BEGIN Extracted material

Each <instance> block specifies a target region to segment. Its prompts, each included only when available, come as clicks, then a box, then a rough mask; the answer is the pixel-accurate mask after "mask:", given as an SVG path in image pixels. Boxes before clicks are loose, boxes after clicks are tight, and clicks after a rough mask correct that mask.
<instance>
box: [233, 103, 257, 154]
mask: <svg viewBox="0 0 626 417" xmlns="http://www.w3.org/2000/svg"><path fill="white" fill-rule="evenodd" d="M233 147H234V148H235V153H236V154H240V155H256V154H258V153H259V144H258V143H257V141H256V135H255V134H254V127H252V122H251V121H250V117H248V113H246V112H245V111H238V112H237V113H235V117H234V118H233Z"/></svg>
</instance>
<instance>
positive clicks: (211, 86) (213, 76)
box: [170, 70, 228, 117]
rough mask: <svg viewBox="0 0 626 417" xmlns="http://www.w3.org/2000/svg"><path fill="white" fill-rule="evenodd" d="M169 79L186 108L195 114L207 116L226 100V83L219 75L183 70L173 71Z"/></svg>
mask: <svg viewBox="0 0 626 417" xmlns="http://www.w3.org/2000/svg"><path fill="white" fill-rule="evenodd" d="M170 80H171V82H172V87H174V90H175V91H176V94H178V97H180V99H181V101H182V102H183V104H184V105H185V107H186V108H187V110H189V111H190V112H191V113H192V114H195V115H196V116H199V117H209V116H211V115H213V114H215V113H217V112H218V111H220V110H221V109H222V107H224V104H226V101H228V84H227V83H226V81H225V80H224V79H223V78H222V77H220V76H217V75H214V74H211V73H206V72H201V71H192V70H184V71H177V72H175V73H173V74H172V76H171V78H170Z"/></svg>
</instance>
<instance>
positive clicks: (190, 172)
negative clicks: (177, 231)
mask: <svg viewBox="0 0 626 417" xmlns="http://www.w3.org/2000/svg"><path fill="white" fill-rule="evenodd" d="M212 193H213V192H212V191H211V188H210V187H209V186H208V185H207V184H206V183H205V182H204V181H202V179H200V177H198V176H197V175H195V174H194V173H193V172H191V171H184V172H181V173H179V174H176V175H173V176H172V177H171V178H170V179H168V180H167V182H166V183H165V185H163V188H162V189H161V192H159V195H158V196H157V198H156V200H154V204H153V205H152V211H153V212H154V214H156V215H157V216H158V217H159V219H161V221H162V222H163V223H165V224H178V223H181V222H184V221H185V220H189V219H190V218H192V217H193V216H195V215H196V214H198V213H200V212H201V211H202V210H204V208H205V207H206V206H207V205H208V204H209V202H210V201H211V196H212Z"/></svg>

END Extracted material

◆ To-do item:
Output every line of the listing word for word.

◆ Answer space:
Each <instance> block specifies a target region to segment. Its prompts, each included only when available, come as clicks, then a box, then a rough mask; the answer is the pixel-accurate mask after "mask:", given as an SVG path in image pixels. Boxes before clicks are loose, boxes after clicks are tight, and clicks after a rough mask correct that mask.
<instance>
box: [233, 103, 257, 154]
mask: <svg viewBox="0 0 626 417" xmlns="http://www.w3.org/2000/svg"><path fill="white" fill-rule="evenodd" d="M233 147H234V148H235V153H236V154H240V155H256V154H258V153H259V144H258V143H257V141H256V135H255V134H254V127H252V122H251V121H250V117H248V113H246V112H245V111H238V112H237V113H235V117H234V118H233Z"/></svg>
</instance>
<instance>
positive clicks: (211, 86) (213, 76)
box: [170, 70, 228, 117]
rough mask: <svg viewBox="0 0 626 417" xmlns="http://www.w3.org/2000/svg"><path fill="white" fill-rule="evenodd" d="M169 79L186 108L195 114L207 116L226 100V83L219 75L183 70L173 71Z"/></svg>
mask: <svg viewBox="0 0 626 417" xmlns="http://www.w3.org/2000/svg"><path fill="white" fill-rule="evenodd" d="M170 80H171V82H172V87H174V90H175V91H176V94H178V97H180V99H181V101H182V102H183V104H184V105H185V107H186V108H187V110H189V111H190V112H191V113H192V114H195V115H196V116H199V117H209V116H211V115H213V114H215V113H217V112H218V111H220V110H221V109H222V107H224V104H226V101H228V84H227V83H226V81H225V80H224V79H223V78H222V77H220V76H217V75H214V74H211V73H206V72H201V71H192V70H184V71H177V72H175V73H173V74H172V76H171V78H170Z"/></svg>
</instance>
<instance>
positive clicks: (190, 172)
negative clicks: (177, 231)
mask: <svg viewBox="0 0 626 417" xmlns="http://www.w3.org/2000/svg"><path fill="white" fill-rule="evenodd" d="M212 193H213V192H212V191H211V188H210V187H209V186H208V185H207V184H206V183H205V182H204V181H202V179H200V177H198V176H197V175H195V174H194V173H193V172H191V171H184V172H181V173H179V174H176V175H173V176H172V177H171V178H170V179H168V180H167V182H166V183H165V185H163V188H162V189H161V192H159V195H158V196H157V198H156V200H154V204H153V205H152V211H153V212H154V214H156V215H157V216H158V217H159V219H161V221H162V222H163V223H165V224H178V223H181V222H184V221H185V220H189V219H190V218H192V217H193V216H195V215H196V214H198V213H200V212H201V211H202V210H204V208H205V207H206V206H207V205H208V204H209V202H210V201H211V196H212Z"/></svg>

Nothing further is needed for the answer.